* **WRITTEN PROBLEM 1**
In the blog text, condense the paragraph beginning "These past months, there's been stuff on my mind" into a shorter version that keeps its main facts.
* **WRITTEN PROBLEM 2**
Quote everything in the blog text from "Best Thanksgiving Post" down to "Check it out.".

* **READING TEXT**
┌──

Best Thanksgiving Post Quote

No Thanksgiving post here last week. I generally don’t do the obligatory holiday posts because, well, ’cause I don’t. And I know it’s a little late, but go read Jared’s Thanksgiving advice. Good stuff and buried in the middle is this awesome quote:

Vomit grace all over the table, horn-o’-plenty centerpiece and all. Be Jesus at that table and overturn it with kindness.

Don’t let the mental picture scare you away, the post is really good. Check it out.

I think I’m Ready

I think I’m ready to get back to blogging. Maybe. I know, technically I never stopped, but posts about suicidal squirrels isn’t exactly why I started this thing. Back when I started, there was a lot of stuff on my mind and I wanted a place to explore it and present it.
[OK, here’s the irony – I started writing this almost two weeks ago. Well, I did say maybe … 😛]
These past months, there’s been stuff on my mind, but I’ve been less interested in writing about it. Actually, I’ve started writing about it several times, but got no where. Too much buzzing in my brain. Too much circular logic. The weight of the world felt like it was on my shoulders. Everywhere I looked I saw issues, problems and sin.

  • First it was my sin. My criticalness, my anger, my impatience, my intolerance. The hardest part wasn’t just seeing it, it was knowing that it was so ingrained in me, so much a part of me as to be inseperable. I couldn’t see myself as separate form that sin. I couldn’t see how I could escape it.

└──

* **DATASET CONTENT**
┌──

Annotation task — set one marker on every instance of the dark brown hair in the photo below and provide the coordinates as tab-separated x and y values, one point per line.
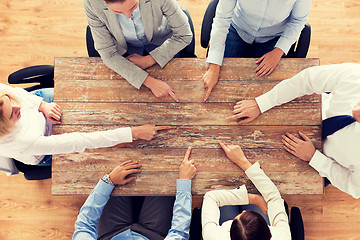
250	226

└──

* **EXPECTED ANSWER 1**
Lately the writer has had things on their mind but little interest in writing about them. Several attempts went nowhere because of too much mental buzzing and circular logic. The writer felt the weight of the world on their shoulders and saw issues, problems and sin everywhere.

* **EXPECTED ANSWER 2**
Best Thanksgiving Post Quote

No Thanksgiving post here last week. I generally don’t do the obligatory holiday posts because, well, ’cause I don’t. And I know it’s a little late, but go read Jared’s Thanksgiving advice. Good stuff and buried in the middle is this awesome quote:

Vomit grace all over the table, horn-o’-plenty centerpiece and all. Be Jesus at that table and overturn it with kindness.

Don’t let the mental picture scare you away, the post is really good. Check it out.